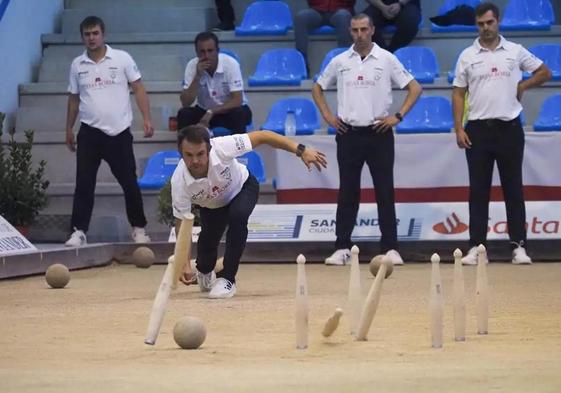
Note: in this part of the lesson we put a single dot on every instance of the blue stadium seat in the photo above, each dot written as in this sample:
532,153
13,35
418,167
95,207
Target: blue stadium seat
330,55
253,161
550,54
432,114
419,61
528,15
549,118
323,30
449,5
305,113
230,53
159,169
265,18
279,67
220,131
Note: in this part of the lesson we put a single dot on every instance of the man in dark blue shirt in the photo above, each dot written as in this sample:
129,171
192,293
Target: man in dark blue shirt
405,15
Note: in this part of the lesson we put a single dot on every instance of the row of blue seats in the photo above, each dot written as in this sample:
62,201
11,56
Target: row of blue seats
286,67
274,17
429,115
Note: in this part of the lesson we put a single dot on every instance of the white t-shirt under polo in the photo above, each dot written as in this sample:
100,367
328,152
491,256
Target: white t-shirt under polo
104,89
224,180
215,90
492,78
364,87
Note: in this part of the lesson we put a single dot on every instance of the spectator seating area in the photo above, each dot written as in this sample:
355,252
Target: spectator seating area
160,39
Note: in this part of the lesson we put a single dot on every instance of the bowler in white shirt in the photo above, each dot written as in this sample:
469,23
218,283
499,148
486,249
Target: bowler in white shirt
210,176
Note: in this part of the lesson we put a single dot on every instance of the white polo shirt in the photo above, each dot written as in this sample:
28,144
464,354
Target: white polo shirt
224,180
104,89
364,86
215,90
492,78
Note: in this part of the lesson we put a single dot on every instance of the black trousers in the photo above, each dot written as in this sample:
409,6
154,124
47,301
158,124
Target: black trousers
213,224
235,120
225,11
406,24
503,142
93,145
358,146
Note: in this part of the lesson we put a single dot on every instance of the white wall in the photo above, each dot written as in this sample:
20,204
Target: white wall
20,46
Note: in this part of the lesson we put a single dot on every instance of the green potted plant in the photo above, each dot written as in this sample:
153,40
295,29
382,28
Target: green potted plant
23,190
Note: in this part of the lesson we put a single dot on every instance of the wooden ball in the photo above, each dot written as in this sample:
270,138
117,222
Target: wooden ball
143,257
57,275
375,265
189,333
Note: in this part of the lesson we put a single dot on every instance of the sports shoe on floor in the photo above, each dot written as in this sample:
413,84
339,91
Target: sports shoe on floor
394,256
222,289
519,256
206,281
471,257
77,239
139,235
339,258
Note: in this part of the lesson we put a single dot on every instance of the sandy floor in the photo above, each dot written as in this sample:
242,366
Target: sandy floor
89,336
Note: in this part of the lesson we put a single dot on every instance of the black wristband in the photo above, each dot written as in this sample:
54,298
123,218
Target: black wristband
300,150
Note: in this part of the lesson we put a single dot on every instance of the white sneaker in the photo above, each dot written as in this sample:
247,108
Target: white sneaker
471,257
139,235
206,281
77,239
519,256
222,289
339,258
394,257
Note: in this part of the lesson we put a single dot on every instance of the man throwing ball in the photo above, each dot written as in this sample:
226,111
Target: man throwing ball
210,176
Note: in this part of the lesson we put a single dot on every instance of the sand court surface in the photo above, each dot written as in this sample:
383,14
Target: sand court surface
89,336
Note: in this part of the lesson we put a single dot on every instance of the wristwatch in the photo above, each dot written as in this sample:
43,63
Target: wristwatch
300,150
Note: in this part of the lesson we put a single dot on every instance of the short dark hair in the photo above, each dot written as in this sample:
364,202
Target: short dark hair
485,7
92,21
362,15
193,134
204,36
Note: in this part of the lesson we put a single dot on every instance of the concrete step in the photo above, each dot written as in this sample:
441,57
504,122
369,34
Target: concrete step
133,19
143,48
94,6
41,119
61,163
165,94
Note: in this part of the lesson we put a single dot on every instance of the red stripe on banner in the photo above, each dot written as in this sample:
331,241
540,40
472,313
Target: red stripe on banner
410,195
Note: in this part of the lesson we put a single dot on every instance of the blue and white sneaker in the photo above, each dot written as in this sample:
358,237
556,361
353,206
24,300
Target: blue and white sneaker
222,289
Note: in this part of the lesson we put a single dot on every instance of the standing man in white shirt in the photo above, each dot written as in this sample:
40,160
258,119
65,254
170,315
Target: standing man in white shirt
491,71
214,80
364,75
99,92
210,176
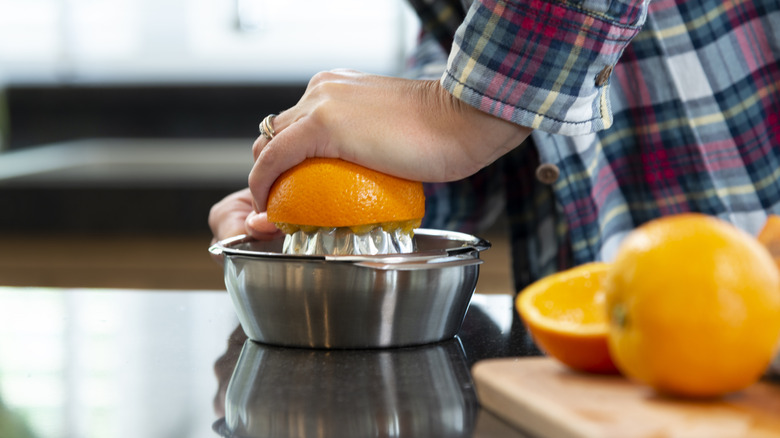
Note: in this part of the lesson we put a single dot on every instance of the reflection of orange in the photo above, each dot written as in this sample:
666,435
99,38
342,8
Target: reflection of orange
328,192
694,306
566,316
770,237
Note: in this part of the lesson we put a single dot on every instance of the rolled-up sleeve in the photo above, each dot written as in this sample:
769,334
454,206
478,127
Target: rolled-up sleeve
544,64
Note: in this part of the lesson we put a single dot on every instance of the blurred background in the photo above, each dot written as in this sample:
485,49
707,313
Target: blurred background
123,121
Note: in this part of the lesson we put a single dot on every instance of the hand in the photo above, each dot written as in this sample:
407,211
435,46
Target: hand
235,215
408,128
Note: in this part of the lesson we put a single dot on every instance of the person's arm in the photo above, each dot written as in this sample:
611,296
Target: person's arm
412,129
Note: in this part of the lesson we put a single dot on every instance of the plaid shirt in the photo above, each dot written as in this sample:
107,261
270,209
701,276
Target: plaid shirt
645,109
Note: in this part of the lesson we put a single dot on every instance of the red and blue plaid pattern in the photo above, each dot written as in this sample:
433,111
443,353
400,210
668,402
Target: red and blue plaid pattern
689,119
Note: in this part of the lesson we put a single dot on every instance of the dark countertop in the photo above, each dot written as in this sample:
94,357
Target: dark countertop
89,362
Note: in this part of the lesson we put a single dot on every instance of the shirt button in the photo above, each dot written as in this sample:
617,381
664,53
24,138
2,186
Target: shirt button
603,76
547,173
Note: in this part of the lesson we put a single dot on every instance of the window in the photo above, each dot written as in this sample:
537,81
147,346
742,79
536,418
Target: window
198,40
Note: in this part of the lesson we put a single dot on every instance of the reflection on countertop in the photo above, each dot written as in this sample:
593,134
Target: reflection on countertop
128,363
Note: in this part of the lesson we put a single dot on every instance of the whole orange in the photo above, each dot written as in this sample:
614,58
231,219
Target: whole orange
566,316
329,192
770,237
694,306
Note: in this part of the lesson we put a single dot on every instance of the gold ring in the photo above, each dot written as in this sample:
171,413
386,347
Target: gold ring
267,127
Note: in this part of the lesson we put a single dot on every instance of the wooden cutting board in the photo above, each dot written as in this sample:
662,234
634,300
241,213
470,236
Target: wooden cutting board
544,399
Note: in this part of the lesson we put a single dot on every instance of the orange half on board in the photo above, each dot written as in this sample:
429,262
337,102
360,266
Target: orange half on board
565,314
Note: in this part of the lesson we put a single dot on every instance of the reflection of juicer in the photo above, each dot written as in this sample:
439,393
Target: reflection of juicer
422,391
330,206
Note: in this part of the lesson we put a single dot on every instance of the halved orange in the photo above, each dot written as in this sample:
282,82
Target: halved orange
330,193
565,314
··········
Exercise prompt: Using the data above, print every line exactly, omitting pictures.

Output of the exercise:
Note: in this part of the lesson we put a single dot on every instance of the blue stadium seat in the photo above, each dot written as in this sample:
532,153
13,35
418,167
95,207
Target: blue stadium seat
330,55
253,161
550,54
432,114
419,61
528,15
549,118
323,30
449,5
305,113
230,53
159,169
265,18
279,67
220,131
Note: in this part of the lesson we put a single dot on every instance of the man in dark blue shirt in the photo above, each dot written as in this sample:
129,171
192,293
Target: man in dark blue shirt
405,15
Note: in this part of the lesson we put a single dot on every instance of the row of blue seats in the photo above, each dot written as in this sample:
62,201
11,56
Target: row of blue seats
286,67
274,17
429,115
Note: in this part of the lesson we put a single dot on every instance of the white t-shirt under polo in the photo above, each dot written as in this sample:
100,367
328,152
491,256
Target: white t-shirt under polo
104,89
224,180
215,90
492,78
364,87
Note: in this part of the lesson we put a single dot on every instance of the spectator seating area in the photo above, each dot written as in this sample:
355,252
Target: spectator seating area
160,39
Note: in this part of the lesson we put a single dot on every instance of the bowler in white shirt in the photo above, each dot written as in this sample:
469,23
218,283
499,148
486,249
Target: bowler in white shirt
210,176
Note: in this part of the lesson we put a single dot on every instance of the white polo shirt in the photo above, each dot written as in this sample:
28,144
464,354
Target: white polo shirt
224,180
104,89
364,86
215,90
492,78
Note: in this part of the lesson we put a single dot on every instance of the black trousers in the photo above, each dot written as in this sample:
409,6
154,124
47,301
158,124
Target: black trousers
213,224
235,120
225,11
406,24
503,142
93,145
358,146
Note: in this part of the lesson we put a single dot on every instance of the white wall in the photo above, each dot written as in this sample:
20,204
Target: white wall
20,46
Note: in this part of the lesson we put a single dot on every instance of the green potted plant in the photo above, each dot written as in this sample:
153,40
295,29
382,28
Target: green potted plant
23,190
Note: in this part of the lesson we put a single dot on every instance of the wooden ball in the photo above, each dot written as in this sample:
270,138
117,222
Target: wooden ball
143,257
57,275
375,265
189,333
Note: in this part of the lesson we put a single dot on every instance of the sports shoe on floor in the photo above, each dot written as in this sample:
413,84
339,91
Target: sports shoe on floor
394,256
222,289
519,256
206,281
471,257
77,239
139,235
339,258
Note: in this part of the lesson we put a single dot on every instance of the sandy floor in the photo above, each dot written as in this sample:
242,366
Target: sandy floor
89,336
Note: in this part of the lesson we put a single dot on every instance of the black wristband in the photo above, each dot written as in this sample:
54,298
123,218
Target: black wristband
300,150
Note: in this part of the lesson we put a single dot on every instance of the white sneaker in the photo above, each dot written as in this sample:
247,108
Target: white sneaker
471,257
139,235
206,281
77,239
519,256
222,289
339,258
394,257
Note: in this part of the lesson we put a single dot on every instance of the man throwing ball in the photo above, each dot written as in this sample:
226,111
Target: man throwing ball
210,176
Note: in this part of the lesson we put a single dot on every instance of the sand court surface in the photo above, each dot written as in this sample:
383,14
Target: sand court surface
89,336
Note: in this part of the lesson we put a single dot on every instance of the wristwatch in the photo above, each dot written as in this sample:
43,63
Target: wristwatch
300,150
Note: in this part of the lesson we put a single dot on every instance of the short dark hair in the photo above, each dot written as in this sample:
364,202
Target: short dark hair
485,7
92,21
362,15
193,134
204,36
Note: in this part of the lesson we put a single dot on every instance of the concrete step in the photo above, each dot written as in this sample:
441,57
504,122
369,34
Target: concrete step
133,19
143,48
94,6
41,119
61,163
165,94
Note: in this part of the lesson we put a single dot on every instance of the red stripe on banner in the photo above, each dot written as in this sample:
331,241
540,40
472,313
Target: red stripe on banner
410,195
Note: in this part of the lesson we put a single dot on every instance of the blue and white sneaker in the photo above, each dot written as in this sample:
358,237
556,361
353,206
24,300
Target: blue and white sneaker
222,289
Note: in this part of the lesson we put a single dot on every instance of the standing man in white shirt in the photo above, each dot written as in this sample:
40,160
258,119
65,254
170,315
Target: standing man in white shirt
491,71
214,80
364,75
99,92
210,176
Note: in this part of the lesson we put a single dot on every instance of the reflection of orange in the photo above, each dot written as in this sample:
666,435
99,38
342,8
Target: reflection of orange
328,192
694,306
566,316
770,237
Note: in this part of the lesson we put a single dot on every instance of the rolled-up sleeve in the photo above, each dot written as in this sample:
769,334
454,206
478,127
Target: rolled-up sleeve
544,64
Note: in this part of the lesson we put a single dot on every instance of the blurred background in the photo above, each dot written as in this sample:
485,49
707,313
Target: blurred background
123,121
Note: in this part of the lesson we put a single dot on every instance of the hand in the photo above, each dot written as in this sample:
407,211
435,46
Target: hand
235,215
408,128
Note: in this part of the lesson we put a single dot on every instance of the person's arm in the photo above, each dot written as in this sample:
611,296
Target: person's arm
412,129
Note: in this part of the lesson we put a single dot on every instance of the plaid shirt in the photo above, each dot written as in this sample:
107,261
270,209
701,276
Target: plaid shirt
645,109
Note: in this part of the lesson we put a single dot on every instance of the red and blue plaid pattern in the photo above, each dot written as in this sample:
433,111
443,353
400,210
668,402
Target: red and blue plaid pattern
689,119
Note: in this part of the lesson we put a single dot on every instance of the dark countertop in the photo above, each dot written as in this sample:
94,357
Target: dark countertop
89,362
Note: in this part of the lesson we put a single dot on every instance of the shirt button in the photo above, each dot written as in this sample:
617,381
664,53
24,138
2,186
Target: shirt button
603,76
547,173
Note: in this part of the lesson we put a single dot on every instance of the window in the photo above, each dot written as in this sample:
537,81
147,346
742,79
536,418
Target: window
198,40
Note: in this part of the lesson we put a single dot on every instance of the reflection on countertop in the photo above, each dot written as in this sample:
593,134
Target: reflection on countertop
128,363
Note: in this part of the lesson we put a single dot on every instance of the whole orange in the photo above, each dot written as in this sample:
614,58
231,219
Target: whole orange
566,316
329,192
770,237
694,306
Note: in this part of the lesson we put a single dot on every instance of the gold ring in the photo above, each dot written as in this sample:
171,413
386,347
Target: gold ring
267,127
Note: in this part of the lesson we put a single dot on every instance of the wooden cutting board in the photo above, each dot written as in this sample:
662,234
634,300
241,213
470,236
Target: wooden cutting board
544,399
Note: in this part of the lesson we put a single dot on every instance of the orange half on board in the photo above, each dot written as in this sample:
429,262
337,102
360,266
Target: orange half on board
565,314
Note: in this part of the lesson we put a single dot on every instance of the reflection of juicer in the photo above, each dot written as in this sample:
439,393
Target: reflection of juicer
422,391
330,206
Note: in this part of the lesson we put a single dot on every instance of the halved orange in the photo above, each dot written as in this sample:
282,82
Target: halved orange
330,193
565,314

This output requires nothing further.